» **Tu tarea**
Extrae, por favor, todas las líneas de los ítems que contengan la palabra "heap". Ten en cuenta las mayúsculas y minúsculas.

═══ Datos registrados ═══

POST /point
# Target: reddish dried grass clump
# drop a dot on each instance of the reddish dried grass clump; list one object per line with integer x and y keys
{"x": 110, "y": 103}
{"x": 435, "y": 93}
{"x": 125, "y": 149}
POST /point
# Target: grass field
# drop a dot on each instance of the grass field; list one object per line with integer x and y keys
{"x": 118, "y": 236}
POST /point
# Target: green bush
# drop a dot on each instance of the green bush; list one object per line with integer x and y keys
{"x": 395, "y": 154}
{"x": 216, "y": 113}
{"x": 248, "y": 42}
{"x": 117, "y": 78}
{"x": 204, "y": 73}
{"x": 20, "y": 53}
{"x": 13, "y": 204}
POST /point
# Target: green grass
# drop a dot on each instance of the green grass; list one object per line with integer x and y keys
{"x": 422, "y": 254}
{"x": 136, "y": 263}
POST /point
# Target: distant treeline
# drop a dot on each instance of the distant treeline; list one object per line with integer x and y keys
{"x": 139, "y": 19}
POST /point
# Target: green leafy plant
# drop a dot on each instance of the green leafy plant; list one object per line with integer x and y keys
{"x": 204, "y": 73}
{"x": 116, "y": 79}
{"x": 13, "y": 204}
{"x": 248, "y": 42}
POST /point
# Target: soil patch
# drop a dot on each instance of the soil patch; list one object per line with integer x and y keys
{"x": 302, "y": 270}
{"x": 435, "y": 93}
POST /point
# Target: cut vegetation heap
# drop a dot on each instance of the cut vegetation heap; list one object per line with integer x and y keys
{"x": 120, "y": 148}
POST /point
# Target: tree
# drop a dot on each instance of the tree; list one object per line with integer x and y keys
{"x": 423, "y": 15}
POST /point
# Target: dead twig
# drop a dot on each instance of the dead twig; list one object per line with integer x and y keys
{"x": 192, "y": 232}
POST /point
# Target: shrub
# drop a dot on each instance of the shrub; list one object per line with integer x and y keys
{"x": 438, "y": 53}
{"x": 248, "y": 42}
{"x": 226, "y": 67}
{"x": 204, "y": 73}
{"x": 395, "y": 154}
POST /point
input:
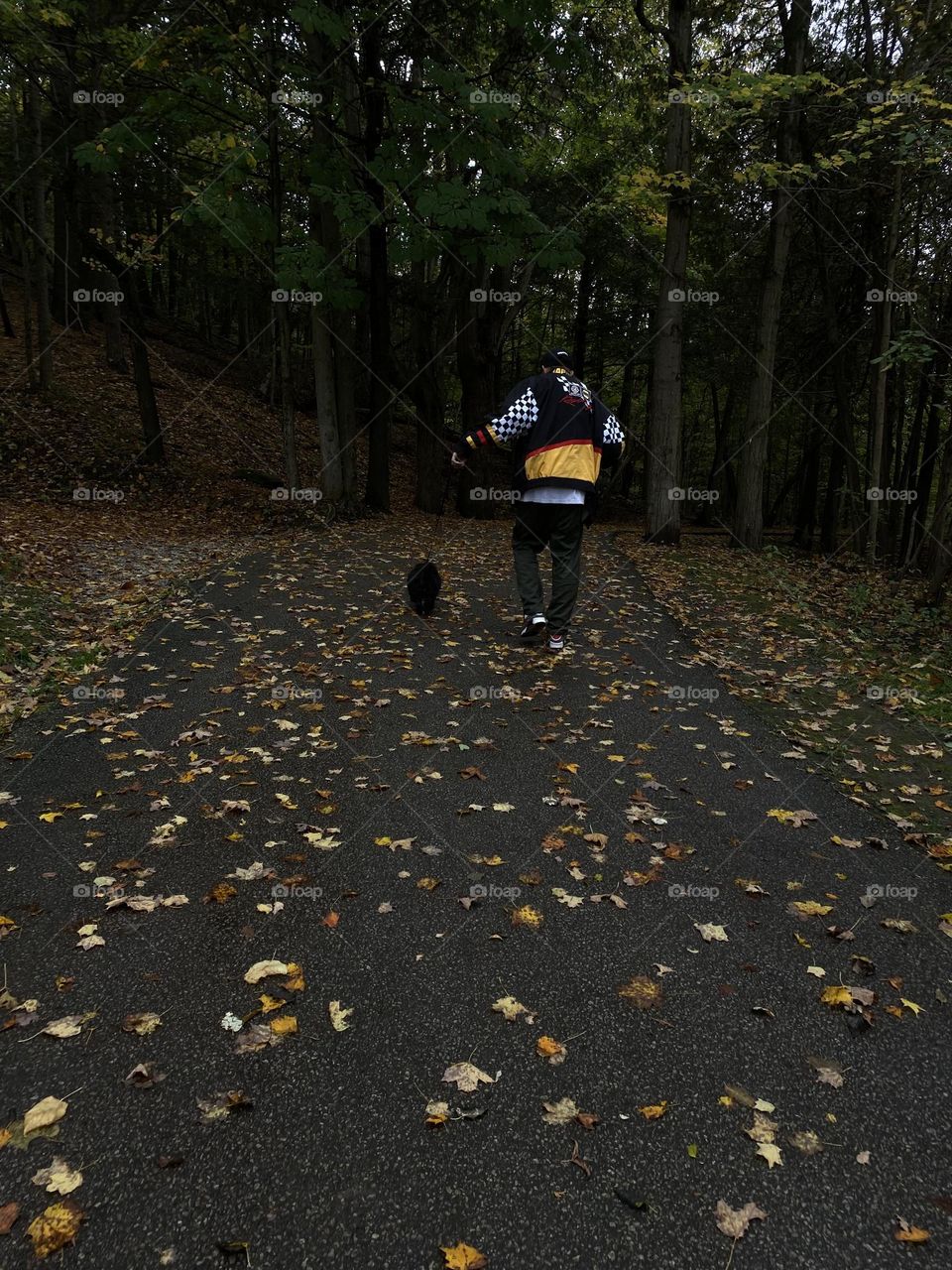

═══

» **Respuesta completa**
# Target: cut vegetation heap
# drop a dot on each instance of the cut vegetation heap; list one object per line with integer x and y keys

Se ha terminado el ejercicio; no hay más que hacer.